(Rows from a pointing dataset)
================
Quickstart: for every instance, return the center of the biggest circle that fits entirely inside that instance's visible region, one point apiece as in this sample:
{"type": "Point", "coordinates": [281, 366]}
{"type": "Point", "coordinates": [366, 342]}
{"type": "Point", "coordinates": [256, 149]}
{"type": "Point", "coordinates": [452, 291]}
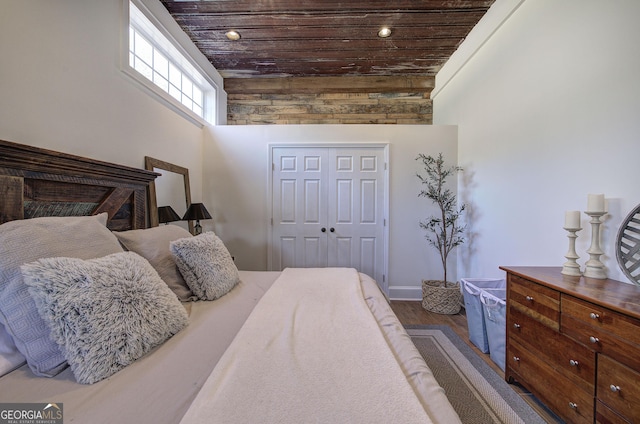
================
WORK TO COMPLETE |
Retype all of the items above word for word, leaving out the picture.

OUTPUT BELOW |
Quickstart: for every instance, return the center of the biggest circle that fits entirely inside that instance's visible region, one point apiece as in this sample:
{"type": "Point", "coordinates": [281, 366]}
{"type": "Point", "coordinates": [366, 342]}
{"type": "Point", "coordinates": [256, 149]}
{"type": "Point", "coordinates": [452, 291]}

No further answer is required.